▶ _TWOJE ZADANIE_: Przepisz bez żadnych zmian wiersze rekordów od samego początku aż do wiersza zawierającego "142 45 L 141". Uwzględnij oba wiersze graniczne.

======== DOSTĘPNE DANE ========

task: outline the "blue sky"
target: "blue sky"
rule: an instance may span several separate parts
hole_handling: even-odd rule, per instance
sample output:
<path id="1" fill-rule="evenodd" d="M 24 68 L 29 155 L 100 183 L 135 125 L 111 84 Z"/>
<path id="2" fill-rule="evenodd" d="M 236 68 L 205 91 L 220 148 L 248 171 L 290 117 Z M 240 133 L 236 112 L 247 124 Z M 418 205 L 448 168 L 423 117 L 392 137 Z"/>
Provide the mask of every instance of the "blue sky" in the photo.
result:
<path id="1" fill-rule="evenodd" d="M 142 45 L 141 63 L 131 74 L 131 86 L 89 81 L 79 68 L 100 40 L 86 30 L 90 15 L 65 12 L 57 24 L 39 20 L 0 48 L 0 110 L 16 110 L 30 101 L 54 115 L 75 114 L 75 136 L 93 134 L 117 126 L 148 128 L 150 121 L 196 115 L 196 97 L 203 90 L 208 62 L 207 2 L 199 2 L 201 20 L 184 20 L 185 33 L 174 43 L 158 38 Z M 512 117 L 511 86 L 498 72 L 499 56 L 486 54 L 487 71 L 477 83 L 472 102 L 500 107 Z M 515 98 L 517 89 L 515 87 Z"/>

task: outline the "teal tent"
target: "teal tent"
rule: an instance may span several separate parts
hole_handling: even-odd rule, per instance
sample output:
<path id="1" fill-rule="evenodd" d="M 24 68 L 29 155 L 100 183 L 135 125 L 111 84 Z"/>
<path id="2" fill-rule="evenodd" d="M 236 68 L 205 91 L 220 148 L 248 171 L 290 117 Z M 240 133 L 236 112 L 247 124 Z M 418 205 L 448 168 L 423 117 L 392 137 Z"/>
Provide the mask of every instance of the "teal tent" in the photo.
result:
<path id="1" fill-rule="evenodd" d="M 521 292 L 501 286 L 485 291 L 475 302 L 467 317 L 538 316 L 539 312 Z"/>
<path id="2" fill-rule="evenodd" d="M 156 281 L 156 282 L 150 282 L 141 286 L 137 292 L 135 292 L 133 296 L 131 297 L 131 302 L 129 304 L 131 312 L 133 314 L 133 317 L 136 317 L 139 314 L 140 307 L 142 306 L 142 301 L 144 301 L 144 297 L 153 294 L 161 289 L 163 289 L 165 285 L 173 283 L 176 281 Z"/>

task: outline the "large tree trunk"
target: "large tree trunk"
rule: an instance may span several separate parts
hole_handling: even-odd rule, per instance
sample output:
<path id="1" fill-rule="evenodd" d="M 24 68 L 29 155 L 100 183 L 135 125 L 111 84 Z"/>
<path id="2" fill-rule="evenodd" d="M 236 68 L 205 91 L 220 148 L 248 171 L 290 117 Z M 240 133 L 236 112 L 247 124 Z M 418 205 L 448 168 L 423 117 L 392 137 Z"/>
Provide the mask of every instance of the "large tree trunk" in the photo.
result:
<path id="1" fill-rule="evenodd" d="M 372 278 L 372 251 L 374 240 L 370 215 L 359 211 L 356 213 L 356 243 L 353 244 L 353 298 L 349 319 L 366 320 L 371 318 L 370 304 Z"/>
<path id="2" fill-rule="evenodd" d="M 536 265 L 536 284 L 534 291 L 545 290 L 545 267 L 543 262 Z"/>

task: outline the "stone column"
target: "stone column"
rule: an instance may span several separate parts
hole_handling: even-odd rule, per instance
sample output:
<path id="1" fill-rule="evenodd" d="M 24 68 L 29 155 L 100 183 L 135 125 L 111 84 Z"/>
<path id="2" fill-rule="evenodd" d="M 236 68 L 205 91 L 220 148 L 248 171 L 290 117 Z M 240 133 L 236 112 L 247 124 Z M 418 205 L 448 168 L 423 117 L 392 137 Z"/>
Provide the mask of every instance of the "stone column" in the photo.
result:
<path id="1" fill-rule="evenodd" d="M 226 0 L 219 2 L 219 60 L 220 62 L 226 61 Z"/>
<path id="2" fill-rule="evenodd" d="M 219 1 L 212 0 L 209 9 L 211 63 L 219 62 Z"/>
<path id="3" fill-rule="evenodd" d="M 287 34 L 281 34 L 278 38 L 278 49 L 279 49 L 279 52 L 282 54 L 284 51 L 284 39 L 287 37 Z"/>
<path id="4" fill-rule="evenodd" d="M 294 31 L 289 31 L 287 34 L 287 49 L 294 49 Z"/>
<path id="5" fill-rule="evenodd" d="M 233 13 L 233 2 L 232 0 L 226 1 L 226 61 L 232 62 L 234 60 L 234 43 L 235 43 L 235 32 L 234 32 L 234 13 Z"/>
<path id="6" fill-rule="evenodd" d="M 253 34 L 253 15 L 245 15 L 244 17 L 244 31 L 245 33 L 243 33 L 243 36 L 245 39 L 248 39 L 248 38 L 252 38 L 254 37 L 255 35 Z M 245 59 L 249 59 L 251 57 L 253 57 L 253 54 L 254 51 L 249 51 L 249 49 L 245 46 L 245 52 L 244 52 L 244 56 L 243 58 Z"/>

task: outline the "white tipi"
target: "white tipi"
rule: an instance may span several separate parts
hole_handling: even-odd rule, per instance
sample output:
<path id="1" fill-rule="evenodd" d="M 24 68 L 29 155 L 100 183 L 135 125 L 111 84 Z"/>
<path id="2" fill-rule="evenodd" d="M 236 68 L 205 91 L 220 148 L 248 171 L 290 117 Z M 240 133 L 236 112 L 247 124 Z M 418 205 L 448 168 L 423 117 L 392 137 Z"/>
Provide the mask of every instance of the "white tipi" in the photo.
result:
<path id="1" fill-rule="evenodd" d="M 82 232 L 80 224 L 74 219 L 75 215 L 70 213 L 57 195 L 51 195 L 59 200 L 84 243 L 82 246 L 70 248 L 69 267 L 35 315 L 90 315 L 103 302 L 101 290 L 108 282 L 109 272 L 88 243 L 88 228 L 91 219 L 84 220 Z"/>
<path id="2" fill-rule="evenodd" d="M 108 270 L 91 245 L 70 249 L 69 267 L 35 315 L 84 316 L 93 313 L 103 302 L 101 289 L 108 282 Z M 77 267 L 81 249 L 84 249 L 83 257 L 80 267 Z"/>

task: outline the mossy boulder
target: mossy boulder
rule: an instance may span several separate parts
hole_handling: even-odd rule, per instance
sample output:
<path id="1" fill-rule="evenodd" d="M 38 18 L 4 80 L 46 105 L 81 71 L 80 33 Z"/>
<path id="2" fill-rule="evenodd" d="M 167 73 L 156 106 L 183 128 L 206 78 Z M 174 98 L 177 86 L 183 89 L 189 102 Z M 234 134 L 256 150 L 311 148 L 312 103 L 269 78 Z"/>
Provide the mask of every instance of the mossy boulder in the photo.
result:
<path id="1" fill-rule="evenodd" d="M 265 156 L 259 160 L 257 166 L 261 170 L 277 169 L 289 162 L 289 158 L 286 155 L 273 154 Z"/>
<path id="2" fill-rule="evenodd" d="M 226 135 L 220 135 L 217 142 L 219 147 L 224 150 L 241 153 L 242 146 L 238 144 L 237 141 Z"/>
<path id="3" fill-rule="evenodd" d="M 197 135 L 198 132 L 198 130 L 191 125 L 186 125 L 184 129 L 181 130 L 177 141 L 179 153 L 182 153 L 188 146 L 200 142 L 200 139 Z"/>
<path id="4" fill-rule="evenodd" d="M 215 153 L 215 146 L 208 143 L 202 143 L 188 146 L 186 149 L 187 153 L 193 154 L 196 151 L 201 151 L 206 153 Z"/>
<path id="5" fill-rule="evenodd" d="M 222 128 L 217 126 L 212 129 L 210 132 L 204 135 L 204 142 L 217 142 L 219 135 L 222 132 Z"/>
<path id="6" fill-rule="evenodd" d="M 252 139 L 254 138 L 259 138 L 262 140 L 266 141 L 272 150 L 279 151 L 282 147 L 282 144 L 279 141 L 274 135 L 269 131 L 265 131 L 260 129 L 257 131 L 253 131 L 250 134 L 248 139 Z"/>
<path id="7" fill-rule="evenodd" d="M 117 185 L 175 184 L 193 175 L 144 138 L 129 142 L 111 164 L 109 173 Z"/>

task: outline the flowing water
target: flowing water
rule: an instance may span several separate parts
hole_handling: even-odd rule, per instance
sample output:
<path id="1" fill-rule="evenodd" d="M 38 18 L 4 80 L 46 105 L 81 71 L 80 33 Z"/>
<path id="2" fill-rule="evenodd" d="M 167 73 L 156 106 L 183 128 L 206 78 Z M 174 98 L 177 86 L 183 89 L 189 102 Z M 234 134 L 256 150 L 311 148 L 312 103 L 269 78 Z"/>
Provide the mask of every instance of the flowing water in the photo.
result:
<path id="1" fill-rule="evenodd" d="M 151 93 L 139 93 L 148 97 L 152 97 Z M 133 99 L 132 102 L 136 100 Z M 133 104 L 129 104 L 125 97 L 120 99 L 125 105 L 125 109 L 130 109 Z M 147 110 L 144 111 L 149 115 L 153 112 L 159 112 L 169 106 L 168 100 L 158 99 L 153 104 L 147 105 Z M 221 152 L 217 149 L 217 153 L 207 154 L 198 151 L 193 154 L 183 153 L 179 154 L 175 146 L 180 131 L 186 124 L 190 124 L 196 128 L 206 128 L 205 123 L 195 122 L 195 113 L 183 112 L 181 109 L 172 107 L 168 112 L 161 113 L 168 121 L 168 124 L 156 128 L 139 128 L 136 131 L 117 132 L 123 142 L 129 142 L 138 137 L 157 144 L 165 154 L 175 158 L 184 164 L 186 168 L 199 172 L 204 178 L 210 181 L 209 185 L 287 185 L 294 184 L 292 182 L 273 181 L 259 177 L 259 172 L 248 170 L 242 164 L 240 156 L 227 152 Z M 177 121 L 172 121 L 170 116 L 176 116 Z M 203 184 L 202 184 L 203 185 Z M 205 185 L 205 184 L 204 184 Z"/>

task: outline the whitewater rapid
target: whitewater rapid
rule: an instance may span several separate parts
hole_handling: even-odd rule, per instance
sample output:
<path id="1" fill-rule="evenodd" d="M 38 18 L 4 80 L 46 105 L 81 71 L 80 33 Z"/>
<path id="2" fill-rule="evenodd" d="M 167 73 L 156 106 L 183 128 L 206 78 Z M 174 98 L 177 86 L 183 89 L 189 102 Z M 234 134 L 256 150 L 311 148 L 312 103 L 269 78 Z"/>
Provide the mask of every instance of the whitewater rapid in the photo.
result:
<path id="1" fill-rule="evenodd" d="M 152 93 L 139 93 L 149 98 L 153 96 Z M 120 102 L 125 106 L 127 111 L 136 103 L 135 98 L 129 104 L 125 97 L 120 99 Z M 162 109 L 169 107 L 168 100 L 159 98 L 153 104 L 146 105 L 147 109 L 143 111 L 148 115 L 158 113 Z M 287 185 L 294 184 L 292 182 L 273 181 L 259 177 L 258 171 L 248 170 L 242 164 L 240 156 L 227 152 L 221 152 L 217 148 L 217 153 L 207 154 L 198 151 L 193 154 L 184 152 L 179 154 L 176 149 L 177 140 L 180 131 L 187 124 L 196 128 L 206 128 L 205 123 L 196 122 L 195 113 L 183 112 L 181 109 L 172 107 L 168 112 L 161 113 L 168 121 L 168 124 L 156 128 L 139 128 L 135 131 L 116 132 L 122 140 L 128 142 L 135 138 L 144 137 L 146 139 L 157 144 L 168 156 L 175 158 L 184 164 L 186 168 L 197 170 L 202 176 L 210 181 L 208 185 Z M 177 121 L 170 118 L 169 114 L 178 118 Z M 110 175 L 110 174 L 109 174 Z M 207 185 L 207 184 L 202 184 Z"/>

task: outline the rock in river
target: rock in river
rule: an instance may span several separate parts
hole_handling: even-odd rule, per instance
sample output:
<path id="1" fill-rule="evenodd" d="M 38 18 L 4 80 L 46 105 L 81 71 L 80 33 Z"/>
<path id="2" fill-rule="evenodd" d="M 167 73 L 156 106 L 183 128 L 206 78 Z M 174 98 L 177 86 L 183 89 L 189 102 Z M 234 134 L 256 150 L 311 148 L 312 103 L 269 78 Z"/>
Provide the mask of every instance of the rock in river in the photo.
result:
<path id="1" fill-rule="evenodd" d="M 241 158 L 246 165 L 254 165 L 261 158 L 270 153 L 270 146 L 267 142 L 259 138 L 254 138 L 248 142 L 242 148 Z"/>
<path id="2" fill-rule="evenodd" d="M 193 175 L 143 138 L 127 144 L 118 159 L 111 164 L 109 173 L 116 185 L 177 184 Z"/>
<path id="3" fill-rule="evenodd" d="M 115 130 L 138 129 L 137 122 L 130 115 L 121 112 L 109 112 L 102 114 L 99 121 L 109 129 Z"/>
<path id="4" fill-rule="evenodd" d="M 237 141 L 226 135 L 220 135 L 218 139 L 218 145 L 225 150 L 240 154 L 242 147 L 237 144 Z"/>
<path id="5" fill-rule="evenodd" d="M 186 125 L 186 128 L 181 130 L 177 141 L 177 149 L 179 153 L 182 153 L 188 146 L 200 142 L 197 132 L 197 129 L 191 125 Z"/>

========

▶ _WYNIK ĆWICZENIA_:
task: outline the "blue sky"
target: "blue sky"
rule: an instance may span several separate parts
hole_handling: even-odd rule, per instance
sample output:
<path id="1" fill-rule="evenodd" d="M 24 68 L 29 155 L 100 183 L 135 125 L 111 84 Z"/>
<path id="2" fill-rule="evenodd" d="M 236 68 L 205 91 L 220 148 L 248 171 L 290 117 Z M 240 133 L 236 112 L 247 124 Z M 418 205 L 448 168 L 423 117 L 392 137 Z"/>
Provide the mask of every instance of the "blue sky" in the photo.
result:
<path id="1" fill-rule="evenodd" d="M 142 45 L 141 63 L 131 74 L 131 86 L 89 81 L 79 68 L 100 40 L 86 30 L 90 15 L 65 12 L 57 24 L 39 20 L 0 48 L 0 110 L 16 110 L 30 101 L 54 115 L 75 114 L 75 136 L 93 134 L 117 126 L 148 128 L 150 121 L 196 115 L 196 97 L 203 90 L 208 62 L 207 2 L 199 2 L 201 20 L 184 20 L 185 33 L 174 43 L 158 38 Z M 512 117 L 511 86 L 498 72 L 499 56 L 486 54 L 487 71 L 477 83 L 472 102 L 500 107 Z M 515 98 L 517 89 L 515 87 Z"/>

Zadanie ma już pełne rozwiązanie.